→ Entries shown:

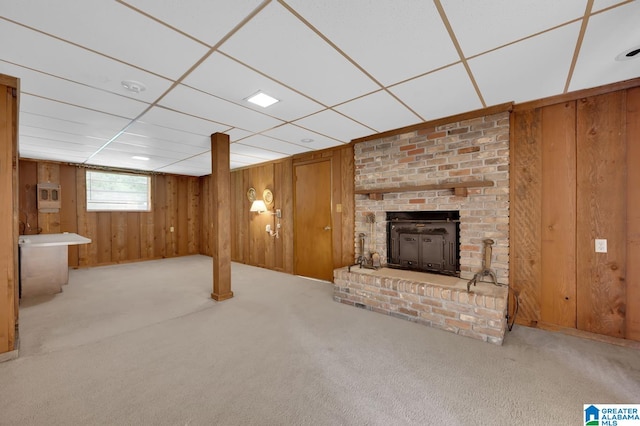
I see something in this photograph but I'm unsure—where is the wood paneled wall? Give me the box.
[200,145,355,273]
[510,84,640,340]
[19,160,201,266]
[0,74,19,354]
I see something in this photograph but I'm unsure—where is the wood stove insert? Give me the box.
[387,210,460,277]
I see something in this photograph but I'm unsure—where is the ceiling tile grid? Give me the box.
[0,0,640,176]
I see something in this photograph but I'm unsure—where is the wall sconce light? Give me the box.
[249,200,282,238]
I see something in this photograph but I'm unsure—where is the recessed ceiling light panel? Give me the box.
[120,80,147,93]
[247,91,280,108]
[616,46,640,61]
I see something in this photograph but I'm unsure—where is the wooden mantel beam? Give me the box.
[355,180,494,200]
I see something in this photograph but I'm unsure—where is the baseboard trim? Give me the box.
[0,349,19,363]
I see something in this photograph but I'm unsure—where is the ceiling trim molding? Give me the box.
[351,102,513,144]
[562,0,594,93]
[433,0,488,107]
[513,77,640,111]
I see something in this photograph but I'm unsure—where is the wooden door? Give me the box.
[293,161,333,281]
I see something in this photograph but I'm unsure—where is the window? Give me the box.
[87,170,151,212]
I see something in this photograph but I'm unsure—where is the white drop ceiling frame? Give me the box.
[0,0,640,176]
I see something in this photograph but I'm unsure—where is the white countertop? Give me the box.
[18,232,91,247]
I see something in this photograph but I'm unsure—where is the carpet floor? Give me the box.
[0,256,640,425]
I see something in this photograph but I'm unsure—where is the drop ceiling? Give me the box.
[0,0,640,176]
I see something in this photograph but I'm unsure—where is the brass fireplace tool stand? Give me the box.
[467,238,500,292]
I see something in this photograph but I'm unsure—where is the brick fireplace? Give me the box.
[334,112,509,343]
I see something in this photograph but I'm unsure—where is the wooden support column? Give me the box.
[0,74,18,362]
[209,133,233,301]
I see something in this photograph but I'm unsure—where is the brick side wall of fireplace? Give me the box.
[354,112,509,284]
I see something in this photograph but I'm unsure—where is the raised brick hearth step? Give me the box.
[333,267,508,345]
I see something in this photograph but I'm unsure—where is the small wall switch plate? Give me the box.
[596,239,607,253]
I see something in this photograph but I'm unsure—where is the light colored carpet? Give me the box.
[0,256,640,425]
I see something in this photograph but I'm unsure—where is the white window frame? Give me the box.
[85,170,151,212]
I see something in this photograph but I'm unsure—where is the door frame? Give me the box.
[291,157,335,279]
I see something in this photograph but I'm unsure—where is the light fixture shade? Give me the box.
[249,200,267,213]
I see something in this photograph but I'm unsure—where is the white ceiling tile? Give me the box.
[156,151,211,176]
[569,1,640,91]
[160,85,282,132]
[221,2,379,106]
[390,64,482,120]
[264,124,342,150]
[334,91,421,132]
[0,60,149,119]
[442,0,587,57]
[19,147,87,164]
[591,0,628,13]
[469,23,580,105]
[125,121,211,151]
[0,19,171,102]
[183,54,324,121]
[20,135,101,159]
[139,106,230,136]
[229,151,269,167]
[154,161,211,177]
[20,95,130,139]
[295,110,376,143]
[125,0,262,46]
[2,0,208,79]
[287,0,460,85]
[108,139,204,158]
[229,142,287,161]
[20,122,107,152]
[228,128,253,143]
[240,135,311,155]
[87,147,175,171]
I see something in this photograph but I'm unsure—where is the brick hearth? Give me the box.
[333,267,507,345]
[334,112,509,344]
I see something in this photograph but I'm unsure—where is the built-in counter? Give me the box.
[18,232,91,298]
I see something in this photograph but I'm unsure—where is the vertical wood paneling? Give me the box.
[625,87,640,341]
[510,109,542,325]
[174,176,189,256]
[577,92,627,337]
[237,169,255,263]
[122,212,139,261]
[37,162,60,234]
[166,176,179,257]
[140,212,154,259]
[109,212,128,263]
[18,161,38,234]
[231,171,245,263]
[60,164,78,266]
[153,175,168,258]
[0,80,19,354]
[334,145,355,266]
[200,175,211,256]
[185,178,200,254]
[76,168,98,266]
[96,212,112,264]
[210,133,233,301]
[540,102,576,328]
[278,159,294,274]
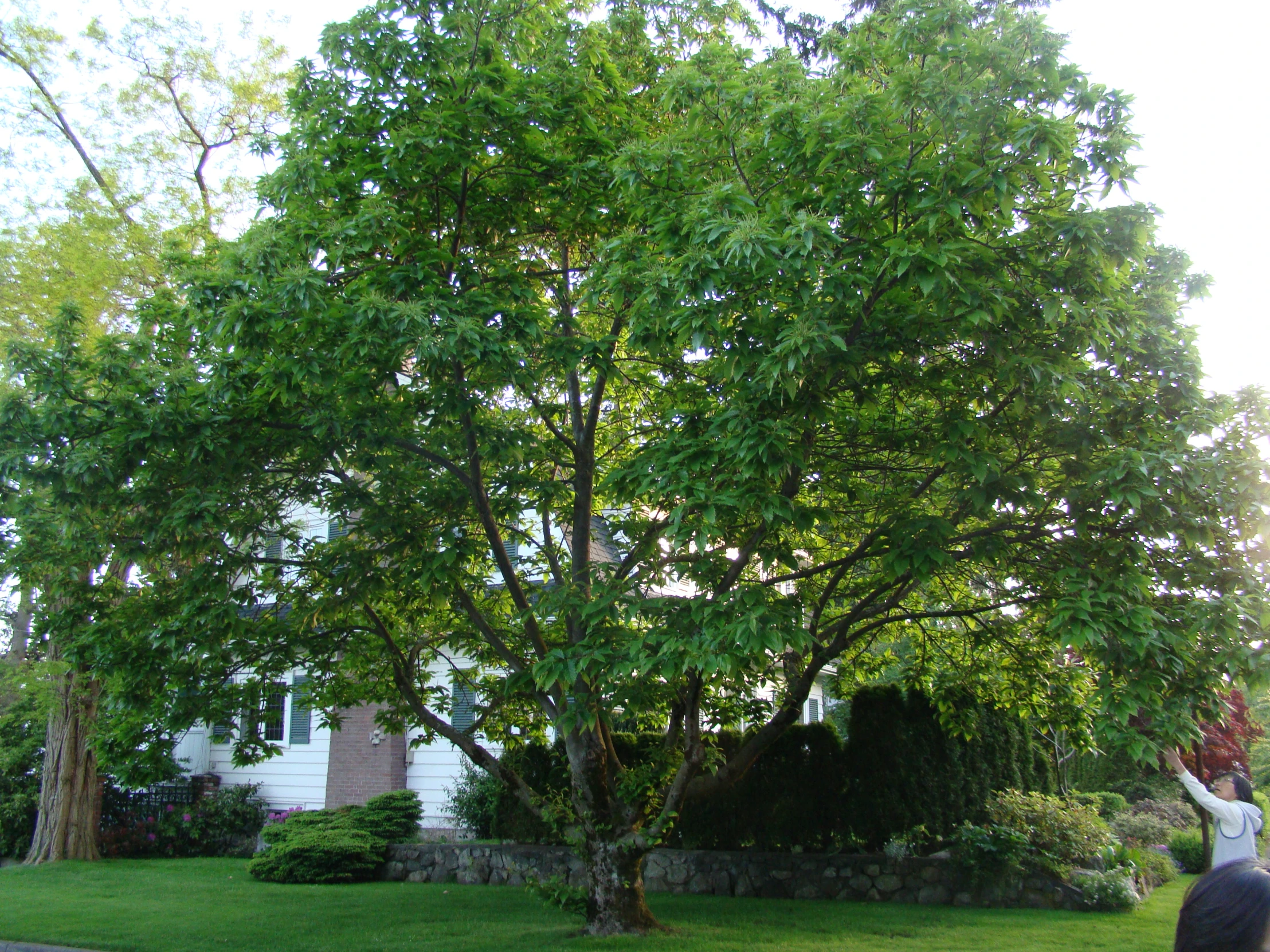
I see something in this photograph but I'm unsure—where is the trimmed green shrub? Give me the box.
[672,723,848,852]
[352,789,423,843]
[1076,870,1142,912]
[1169,830,1204,874]
[446,757,504,839]
[248,789,422,882]
[1072,789,1129,820]
[1111,811,1175,847]
[261,789,423,845]
[248,820,387,882]
[449,686,1053,851]
[948,823,1029,885]
[988,789,1111,878]
[1133,847,1177,887]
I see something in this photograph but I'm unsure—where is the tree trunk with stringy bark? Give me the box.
[25,669,101,863]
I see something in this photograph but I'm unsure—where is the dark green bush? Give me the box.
[988,789,1112,878]
[843,686,1053,849]
[446,758,504,839]
[352,789,423,843]
[950,823,1028,885]
[1169,830,1204,874]
[1133,847,1177,887]
[261,789,423,845]
[248,820,387,882]
[248,789,423,882]
[465,687,1052,851]
[1072,789,1129,820]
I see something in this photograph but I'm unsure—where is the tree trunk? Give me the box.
[27,669,101,863]
[5,585,36,664]
[586,840,664,935]
[1191,742,1213,870]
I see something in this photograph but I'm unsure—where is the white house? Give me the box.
[175,509,824,829]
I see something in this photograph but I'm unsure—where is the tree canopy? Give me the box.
[0,0,1268,933]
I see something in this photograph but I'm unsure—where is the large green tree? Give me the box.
[0,4,286,860]
[6,0,1266,934]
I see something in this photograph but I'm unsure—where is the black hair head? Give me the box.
[1174,859,1270,952]
[1217,770,1256,805]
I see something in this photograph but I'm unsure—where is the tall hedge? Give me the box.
[842,686,1054,848]
[477,686,1054,852]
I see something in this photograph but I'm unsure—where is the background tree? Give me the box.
[0,0,286,860]
[5,0,1266,934]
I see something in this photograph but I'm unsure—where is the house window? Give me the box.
[291,674,313,744]
[449,674,476,731]
[264,532,282,558]
[260,684,287,741]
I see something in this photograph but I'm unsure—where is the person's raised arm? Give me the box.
[1165,750,1243,827]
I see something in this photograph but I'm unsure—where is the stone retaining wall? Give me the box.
[380,843,1112,909]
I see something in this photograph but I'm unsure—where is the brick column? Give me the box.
[327,705,405,809]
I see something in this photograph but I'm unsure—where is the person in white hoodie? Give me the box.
[1165,750,1261,870]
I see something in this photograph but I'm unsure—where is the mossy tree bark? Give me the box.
[25,655,101,863]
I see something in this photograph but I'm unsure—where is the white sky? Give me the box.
[37,0,1270,391]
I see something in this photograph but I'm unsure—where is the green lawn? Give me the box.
[0,859,1185,952]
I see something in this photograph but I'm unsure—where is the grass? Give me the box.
[0,859,1189,952]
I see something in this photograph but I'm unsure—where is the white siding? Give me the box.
[208,721,330,810]
[405,730,477,828]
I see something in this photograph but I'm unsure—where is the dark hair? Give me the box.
[1217,770,1256,805]
[1174,859,1270,952]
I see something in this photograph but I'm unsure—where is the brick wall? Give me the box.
[327,705,405,809]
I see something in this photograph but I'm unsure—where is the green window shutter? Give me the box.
[291,674,313,744]
[260,684,287,744]
[449,676,476,731]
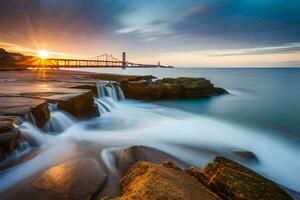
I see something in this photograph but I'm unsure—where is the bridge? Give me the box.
[33,52,170,68]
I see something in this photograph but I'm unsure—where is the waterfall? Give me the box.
[44,111,76,133]
[20,122,52,146]
[43,103,76,133]
[97,82,125,101]
[95,82,125,114]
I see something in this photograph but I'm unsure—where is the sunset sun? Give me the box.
[38,50,49,59]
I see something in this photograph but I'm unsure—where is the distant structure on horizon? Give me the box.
[0,49,174,69]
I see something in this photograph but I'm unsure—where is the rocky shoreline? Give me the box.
[0,70,226,160]
[0,70,292,200]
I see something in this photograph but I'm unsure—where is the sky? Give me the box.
[0,0,300,67]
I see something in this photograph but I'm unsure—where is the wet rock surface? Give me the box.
[122,77,228,99]
[0,117,20,159]
[1,158,107,200]
[117,162,217,200]
[187,157,292,200]
[0,70,153,160]
[116,146,187,176]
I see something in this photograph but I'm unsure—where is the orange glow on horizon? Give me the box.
[38,50,49,60]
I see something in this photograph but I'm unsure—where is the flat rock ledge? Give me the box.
[121,77,228,100]
[187,157,292,200]
[105,146,293,200]
[0,70,227,161]
[117,162,217,200]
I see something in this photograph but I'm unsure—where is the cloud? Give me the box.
[172,0,300,46]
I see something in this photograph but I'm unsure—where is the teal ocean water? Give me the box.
[0,68,300,193]
[78,68,300,141]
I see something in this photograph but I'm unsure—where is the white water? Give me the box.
[95,82,125,114]
[44,111,76,133]
[0,83,300,195]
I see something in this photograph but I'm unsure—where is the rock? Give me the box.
[121,77,227,99]
[121,81,162,99]
[160,77,214,98]
[57,91,100,119]
[187,157,292,200]
[0,96,50,127]
[0,120,20,160]
[12,158,107,200]
[233,151,259,162]
[116,146,187,176]
[161,83,185,99]
[117,162,217,200]
[214,87,229,96]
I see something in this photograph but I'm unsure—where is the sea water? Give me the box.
[0,69,300,192]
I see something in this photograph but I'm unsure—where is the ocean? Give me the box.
[0,68,300,195]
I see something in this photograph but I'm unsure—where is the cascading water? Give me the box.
[95,82,125,114]
[20,122,52,146]
[44,103,76,133]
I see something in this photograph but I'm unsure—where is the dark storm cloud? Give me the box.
[172,0,300,45]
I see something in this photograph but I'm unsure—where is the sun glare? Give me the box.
[39,50,49,59]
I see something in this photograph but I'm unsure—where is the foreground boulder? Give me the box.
[122,77,228,99]
[57,91,100,119]
[1,158,107,200]
[187,157,292,200]
[117,162,217,200]
[116,146,187,176]
[0,118,20,160]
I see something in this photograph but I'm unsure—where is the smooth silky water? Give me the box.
[0,69,300,195]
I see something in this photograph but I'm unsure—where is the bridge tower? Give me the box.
[122,52,127,69]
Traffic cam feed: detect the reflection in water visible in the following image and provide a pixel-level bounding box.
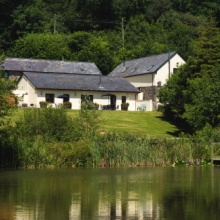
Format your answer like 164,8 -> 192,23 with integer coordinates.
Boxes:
0,167 -> 220,220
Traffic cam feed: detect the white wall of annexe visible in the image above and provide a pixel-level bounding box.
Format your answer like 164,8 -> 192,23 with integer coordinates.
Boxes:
14,76 -> 137,111
125,54 -> 185,88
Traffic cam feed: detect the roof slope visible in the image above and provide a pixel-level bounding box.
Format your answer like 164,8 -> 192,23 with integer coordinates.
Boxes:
4,58 -> 100,75
24,72 -> 140,93
109,51 -> 177,77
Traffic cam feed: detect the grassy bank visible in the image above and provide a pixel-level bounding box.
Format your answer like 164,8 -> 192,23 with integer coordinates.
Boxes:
0,108 -> 219,167
10,108 -> 179,137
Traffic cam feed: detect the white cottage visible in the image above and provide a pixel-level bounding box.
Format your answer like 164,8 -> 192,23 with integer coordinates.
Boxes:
109,51 -> 185,111
4,58 -> 139,111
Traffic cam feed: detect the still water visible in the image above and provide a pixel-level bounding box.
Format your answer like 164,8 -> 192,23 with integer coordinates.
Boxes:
0,167 -> 220,220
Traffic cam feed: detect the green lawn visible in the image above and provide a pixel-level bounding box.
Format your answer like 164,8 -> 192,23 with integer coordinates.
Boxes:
93,111 -> 178,137
7,109 -> 179,137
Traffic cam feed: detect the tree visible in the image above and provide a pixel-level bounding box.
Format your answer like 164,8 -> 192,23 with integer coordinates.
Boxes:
10,33 -> 71,60
183,65 -> 220,131
158,22 -> 220,132
0,55 -> 17,122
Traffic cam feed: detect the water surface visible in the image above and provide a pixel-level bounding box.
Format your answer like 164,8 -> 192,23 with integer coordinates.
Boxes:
0,167 -> 220,220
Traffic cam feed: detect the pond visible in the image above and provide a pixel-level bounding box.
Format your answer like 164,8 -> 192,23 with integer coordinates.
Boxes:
0,166 -> 220,220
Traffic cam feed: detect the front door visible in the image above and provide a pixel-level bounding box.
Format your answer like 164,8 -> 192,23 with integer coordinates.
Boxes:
110,95 -> 116,110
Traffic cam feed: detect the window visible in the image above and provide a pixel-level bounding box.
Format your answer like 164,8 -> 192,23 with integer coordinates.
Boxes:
81,95 -> 93,102
121,96 -> 126,103
173,68 -> 178,73
45,93 -> 54,103
63,94 -> 70,102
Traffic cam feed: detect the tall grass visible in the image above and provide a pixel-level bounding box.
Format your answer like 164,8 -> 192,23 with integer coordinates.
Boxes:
0,105 -> 220,168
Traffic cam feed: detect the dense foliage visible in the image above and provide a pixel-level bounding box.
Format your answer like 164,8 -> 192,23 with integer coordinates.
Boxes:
158,22 -> 220,132
0,0 -> 220,75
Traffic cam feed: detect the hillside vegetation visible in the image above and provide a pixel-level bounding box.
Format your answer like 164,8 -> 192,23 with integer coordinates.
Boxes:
0,0 -> 220,75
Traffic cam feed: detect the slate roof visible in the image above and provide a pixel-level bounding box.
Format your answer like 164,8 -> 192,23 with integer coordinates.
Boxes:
4,58 -> 100,75
24,72 -> 140,93
109,51 -> 177,77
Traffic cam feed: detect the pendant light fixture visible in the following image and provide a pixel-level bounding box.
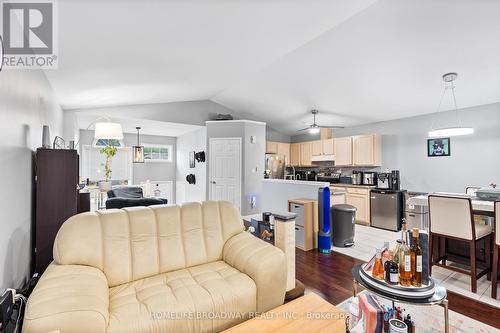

→ Aim of the task: Render the part of the data above that opens with the first line and closes with the line containing "[513,77,640,111]" as a Markdown table with a "Row" column for the row number and a "Content" column for the line. Skip blank lines and leave the pictures out.

→ Written solution:
| Row | Content |
|---|---|
| 1 | I see something in this photograph but I'm unsure—where is the wood paneled wall? Give me the box. |
| 2 | [200,145,355,273] |
| 3 | [510,84,640,340] |
| 4 | [19,160,201,266] |
| 5 | [0,74,19,354] |
| 6 | I see something in this photograph but I'm unsure—where is the wood stove insert? Give me the box. |
| 7 | [387,210,460,277] |
| 8 | I see something in this photograph but I'm unsure—where is the ceiling tile grid? Give me the box. |
| 9 | [0,0,640,176] |
| 10 | I see something in this photograph but I'm unsure—where is the wall sconce light? Give me the box. |
| 11 | [249,200,282,238] |
| 12 | I see something in this photograph but I'm unsure—where is the recessed ceiling light panel? Give me the box. |
| 13 | [120,80,147,93] |
| 14 | [247,91,280,108] |
| 15 | [616,46,640,61] |
| 16 | I see something in this photograph but I'm unsure—where is the wooden mantel beam? Give me the box. |
| 17 | [355,180,494,200] |
| 18 | I see something in this photograph but I'm unsure—where is the baseboard trim? Give me the box. |
| 19 | [0,349,19,363] |
| 20 | I see something in this photograph but I'm unsure—where is the ceiling trim molding? Give me the box. |
| 21 | [351,102,513,144] |
| 22 | [562,0,594,93] |
| 23 | [433,0,488,107] |
| 24 | [513,77,640,111] |